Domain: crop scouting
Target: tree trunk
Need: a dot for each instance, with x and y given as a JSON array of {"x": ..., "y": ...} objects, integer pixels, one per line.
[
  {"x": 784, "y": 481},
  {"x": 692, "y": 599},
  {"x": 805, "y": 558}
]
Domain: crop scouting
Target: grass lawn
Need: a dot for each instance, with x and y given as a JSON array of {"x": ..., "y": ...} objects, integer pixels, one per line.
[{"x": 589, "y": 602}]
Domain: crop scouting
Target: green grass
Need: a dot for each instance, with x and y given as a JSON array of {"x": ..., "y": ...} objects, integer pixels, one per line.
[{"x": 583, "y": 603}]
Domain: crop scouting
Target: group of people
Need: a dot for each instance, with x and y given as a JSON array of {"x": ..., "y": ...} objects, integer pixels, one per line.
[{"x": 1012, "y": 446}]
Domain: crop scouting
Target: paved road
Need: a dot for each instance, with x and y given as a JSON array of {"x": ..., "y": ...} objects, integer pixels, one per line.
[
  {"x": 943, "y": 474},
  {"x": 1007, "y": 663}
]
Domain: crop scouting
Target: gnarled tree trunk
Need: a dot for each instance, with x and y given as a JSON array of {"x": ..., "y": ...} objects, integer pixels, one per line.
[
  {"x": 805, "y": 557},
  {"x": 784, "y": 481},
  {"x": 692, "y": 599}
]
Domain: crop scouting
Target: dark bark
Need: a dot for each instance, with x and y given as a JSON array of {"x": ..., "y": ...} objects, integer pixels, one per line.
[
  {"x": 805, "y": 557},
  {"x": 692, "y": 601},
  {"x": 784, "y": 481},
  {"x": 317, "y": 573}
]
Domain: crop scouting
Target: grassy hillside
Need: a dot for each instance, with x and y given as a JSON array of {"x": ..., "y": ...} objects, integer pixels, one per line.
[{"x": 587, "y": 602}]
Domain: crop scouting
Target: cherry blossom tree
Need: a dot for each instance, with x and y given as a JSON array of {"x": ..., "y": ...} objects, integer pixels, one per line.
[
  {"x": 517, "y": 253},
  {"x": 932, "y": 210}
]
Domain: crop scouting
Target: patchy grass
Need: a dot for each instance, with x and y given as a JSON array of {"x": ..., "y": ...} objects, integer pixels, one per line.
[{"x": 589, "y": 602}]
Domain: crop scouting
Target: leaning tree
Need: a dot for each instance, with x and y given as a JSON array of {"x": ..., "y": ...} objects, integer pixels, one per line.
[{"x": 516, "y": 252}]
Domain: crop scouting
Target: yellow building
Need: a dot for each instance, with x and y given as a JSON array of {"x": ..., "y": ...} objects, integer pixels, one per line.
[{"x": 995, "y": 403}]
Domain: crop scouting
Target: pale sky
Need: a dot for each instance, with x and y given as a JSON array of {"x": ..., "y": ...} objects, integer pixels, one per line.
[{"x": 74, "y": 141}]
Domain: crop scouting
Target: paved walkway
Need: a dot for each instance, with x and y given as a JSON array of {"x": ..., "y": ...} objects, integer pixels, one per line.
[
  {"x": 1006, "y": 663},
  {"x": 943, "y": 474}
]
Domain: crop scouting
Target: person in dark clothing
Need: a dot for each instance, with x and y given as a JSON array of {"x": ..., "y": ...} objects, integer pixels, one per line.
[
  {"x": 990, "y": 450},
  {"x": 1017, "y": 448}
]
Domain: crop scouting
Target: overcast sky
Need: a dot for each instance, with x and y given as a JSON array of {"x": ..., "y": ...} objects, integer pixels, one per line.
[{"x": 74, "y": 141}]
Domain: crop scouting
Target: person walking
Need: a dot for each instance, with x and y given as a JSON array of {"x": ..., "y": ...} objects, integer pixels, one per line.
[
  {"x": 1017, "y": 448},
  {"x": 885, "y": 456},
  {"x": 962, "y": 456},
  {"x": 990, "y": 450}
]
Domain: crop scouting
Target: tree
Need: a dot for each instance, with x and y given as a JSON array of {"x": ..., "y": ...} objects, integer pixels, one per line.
============================================================
DESCRIPTION OF THE TASK: Retype the material in full, character for character.

EXERCISE ANSWER:
Domain: crop scouting
Target: tree trunk
Need: a dot for each instance, with x and y given as a JSON array of {"x": ..., "y": ...} objects, integer pixels, one per line.
[
  {"x": 784, "y": 481},
  {"x": 692, "y": 599},
  {"x": 805, "y": 558}
]
Domain: crop scouting
Target: grass lawn
Need: a dot for each instance, with x and y given as a JSON array of {"x": ..., "y": ...} objects, integer pixels, one per line.
[{"x": 589, "y": 602}]
Domain: crop scouting
Target: green grass
Need: a dot for each instance, with x and y given as a JSON array of {"x": ..., "y": ...} objects, integer pixels, one per line.
[{"x": 583, "y": 603}]
Domain: crop scouting
Target: group of people
Need: a dot for each instance, with x and y given as a JSON array of {"x": ..., "y": ...} objects, integer pixels, one per line.
[{"x": 1012, "y": 446}]
Domain: crop scouting
Target: paved road
Need: a dot for each instance, with x and y given as a JSON array of {"x": ..., "y": ...} objects, integer pixels, one per line.
[
  {"x": 943, "y": 474},
  {"x": 1007, "y": 663}
]
Domain: crop scouting
Target: gnarled tree trunk
Need: a dot for each instance, with x and y given as a JSON array of {"x": ..., "y": ...} objects, integer pixels, one per line.
[
  {"x": 805, "y": 557},
  {"x": 784, "y": 481},
  {"x": 692, "y": 599}
]
Domain: crop scouting
Target: dark bark
Need: a dot for each instance, with x and y given as a JSON array of {"x": ..., "y": ...} objects, integer pixels, one per line.
[
  {"x": 805, "y": 557},
  {"x": 692, "y": 601},
  {"x": 784, "y": 481},
  {"x": 317, "y": 573}
]
Domain: crop scouting
Target: grassy hillside
Need: a dot for each instance, with x and y given as a JSON array of {"x": ..., "y": ...} objects, integer pixels, one per line.
[{"x": 587, "y": 602}]
Domain: crop scouting
Target: cherry blossom tree
Need: a dot for each instance, with x and y given as a JSON array of {"x": ..., "y": ...} objects, integer pixels, one per line.
[
  {"x": 517, "y": 253},
  {"x": 932, "y": 210}
]
Domain: crop scouting
Target: patchy grass
Need: a dot for each instance, with x and y given as a JSON array of {"x": ..., "y": ...} objects, integer pixels, one per line.
[{"x": 589, "y": 602}]
Domain: crop scouting
Target: leaning tree
Need: a dot for each instance, with x and y given as a JSON array of {"x": ..., "y": ...} objects, integer pixels, one per line.
[{"x": 516, "y": 252}]
Domain: crop scouting
Target: yellow building
Need: a dot for each instance, with x and y given as a JSON array of {"x": ..., "y": ...} objects, integer pixels, one per line.
[{"x": 995, "y": 403}]
Domain: crop scouting
Target: pale sky
Need: a dot for each instance, with x and y given as a JSON array of {"x": ..., "y": ...} objects, integer pixels, one per line.
[{"x": 74, "y": 141}]
Domain: crop scouting
Target: paved walkway
Need: a dot for each instance, with x and y given as a JSON array of {"x": ..., "y": ...} objects, integer pixels, one per line.
[
  {"x": 1006, "y": 663},
  {"x": 943, "y": 474}
]
Domain: crop scouting
Target: person in dark clothing
Need: a dot for each instance, with x and y given as a JSON array of {"x": ..., "y": ...} objects, integer pixels, one per line.
[
  {"x": 990, "y": 450},
  {"x": 1017, "y": 448}
]
Domain: crop scouting
Target: overcast sky
Need: a dot for each instance, with x and y given as a JSON array of {"x": ..., "y": ...} objects, integer pixels, one per line.
[{"x": 74, "y": 141}]
Domain: crop scouting
Target: person walking
Need: a dot for each instance, with x and y given as a JSON array of {"x": ..., "y": ...} objects, integer pixels, one per line.
[
  {"x": 1017, "y": 448},
  {"x": 885, "y": 456},
  {"x": 962, "y": 456},
  {"x": 990, "y": 450}
]
Domain: crop scouting
Target: tree
Need: a dot for each instance, with x and y given as a JSON array of {"x": ..., "y": ...} objects, integer pixels, one per line.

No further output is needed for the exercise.